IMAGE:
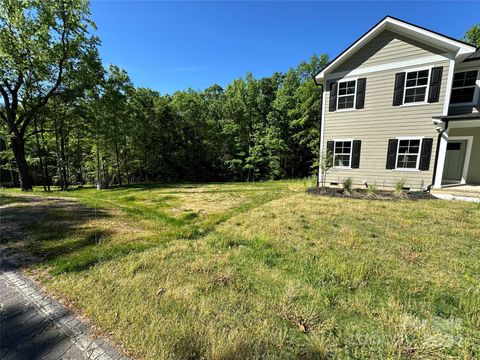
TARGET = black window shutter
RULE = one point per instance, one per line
(330, 145)
(398, 89)
(392, 153)
(361, 86)
(425, 154)
(333, 96)
(435, 83)
(357, 144)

= = =

### WORK ORDER
Your answer must be the full listing, word for word, minus any images.

### RESPONSE
IMAGE:
TARGET = black window shutter
RULE = one point per instance, one per line
(330, 145)
(398, 89)
(392, 153)
(361, 86)
(425, 154)
(333, 96)
(435, 83)
(357, 144)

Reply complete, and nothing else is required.